_EXTRACT PROVIDED_.
+===+

Coming into the 2019 training camps, here’s how we see all 32 NFL teams:
32. Miami Dolphins

No team is going to be honest when they’re tanking for the future. It’s always a “rebuild” when it’s actually a tank job, and it’s always a “retool” when it’s a rebuild. So, when the Dolphins tell you they’re rebuilding, act accordingly. The trade for Josh Rosen gives new head coach Brian Flowers and offensive coordinator Chad Finn a potential franchise quarterback, the receiver corps is better than average, the offensive line isn’t the NFL’s worst … but it’s tough to look at the defense and see anything but a need for from-the-studs architecture. Dolphins fans can only hope that the new group know what they’re doing; with just one winning season this decade, it’s been far too long since this franchise has done anything but move from reset to reset.
31. Arizona Cardinals

It could be argued that the 2018 Cardinals were the worst-coached NFL team of the last decade, especially on offense, where former quarterback Josh Rosen was doomed before he ever hit the field. Now with new head coach Kliff Kingsbury and first-overall pick Kyler Murray at quarterback, the hope is that these Cardinals will parlay considerable skill position talent on offense, and a defense that was better than it looked last season, into something resembling respectability. The coaching bar can’t be set much lower than it was, which we suppose is a good sign.
30. New York Giants

We’ll give Giants general manager Dave Gettleman this much — the guy knows what he wants, and he has no trouble expressing it. He looked pretty smart when he took running back Saquon Barkley with the second overall pick in the 2018 draft, and Barkley proved to be a massive addition right away. But everything from the Odell Beckham Jr. trade to the selection of Duke quarterback Daniel Jones in the first round smacked of Gettleman’s most dangerous tendency — to talk himself into things that may or may not be true. In the short term, the Giants will pay for that on the field.

+===+

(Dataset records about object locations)
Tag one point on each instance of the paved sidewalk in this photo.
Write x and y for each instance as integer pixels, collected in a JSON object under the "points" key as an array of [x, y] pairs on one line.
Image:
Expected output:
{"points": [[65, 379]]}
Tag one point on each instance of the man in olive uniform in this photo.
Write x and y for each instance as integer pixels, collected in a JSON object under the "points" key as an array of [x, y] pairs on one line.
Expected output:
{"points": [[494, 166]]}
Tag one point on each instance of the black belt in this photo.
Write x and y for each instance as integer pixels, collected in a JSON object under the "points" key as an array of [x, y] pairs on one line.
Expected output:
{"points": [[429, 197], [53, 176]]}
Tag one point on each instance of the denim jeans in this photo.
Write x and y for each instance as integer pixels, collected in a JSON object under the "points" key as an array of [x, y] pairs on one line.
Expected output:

+===+

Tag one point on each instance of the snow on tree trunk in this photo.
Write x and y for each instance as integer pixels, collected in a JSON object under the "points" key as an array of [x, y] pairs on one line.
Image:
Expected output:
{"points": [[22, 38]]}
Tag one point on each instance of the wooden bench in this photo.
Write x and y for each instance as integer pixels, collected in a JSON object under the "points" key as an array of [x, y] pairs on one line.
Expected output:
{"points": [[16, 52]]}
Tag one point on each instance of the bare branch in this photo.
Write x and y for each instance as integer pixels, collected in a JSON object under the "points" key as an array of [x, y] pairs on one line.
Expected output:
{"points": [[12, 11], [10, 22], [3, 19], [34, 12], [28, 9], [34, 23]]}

+===+

_WHAT YOU SHOULD DO_. Write out the NFL team rankings text from above in full, word for word, from its opening line through the end of the New York Giants entry.

_RESPONSE_.
Coming into the 2019 training camps, here’s how we see all 32 NFL teams:
32. Miami Dolphins

No team is going to be honest when they’re tanking for the future. It’s always a “rebuild” when it’s actually a tank job, and it’s always a “retool” when it’s a rebuild. So, when the Dolphins tell you they’re rebuilding, act accordingly. The trade for Josh Rosen gives new head coach Brian Flowers and offensive coordinator Chad Finn a potential franchise quarterback, the receiver corps is better than average, the offensive line isn’t the NFL’s worst … but it’s tough to look at the defense and see anything but a need for from-the-studs architecture. Dolphins fans can only hope that the new group know what they’re doing; with just one winning season this decade, it’s been far too long since this franchise has done anything but move from reset to reset.
31. Arizona Cardinals

It could be argued that the 2018 Cardinals were the worst-coached NFL team of the last decade, especially on offense, where former quarterback Josh Rosen was doomed before he ever hit the field. Now with new head coach Kliff Kingsbury and first-overall pick Kyler Murray at quarterback, the hope is that these Cardinals will parlay considerable skill position talent on offense, and a defense that was better than it looked last season, into something resembling respectability. The coaching bar can’t be set much lower than it was, which we suppose is a good sign.
30. New York Giants

We’ll give Giants general manager Dave Gettleman this much — the guy knows what he wants, and he has no trouble expressing it. He looked pretty smart when he took running back Saquon Barkley with the second overall pick in the 2018 draft, and Barkley proved to be a massive addition right away. But everything from the Odell Beckham Jr. trade to the selection of Duke quarterback Daniel Jones in the first round smacked of Gettleman’s most dangerous tendency — to talk himself into things that may or may not be true. In the short term, the Giants will pay for that on the field.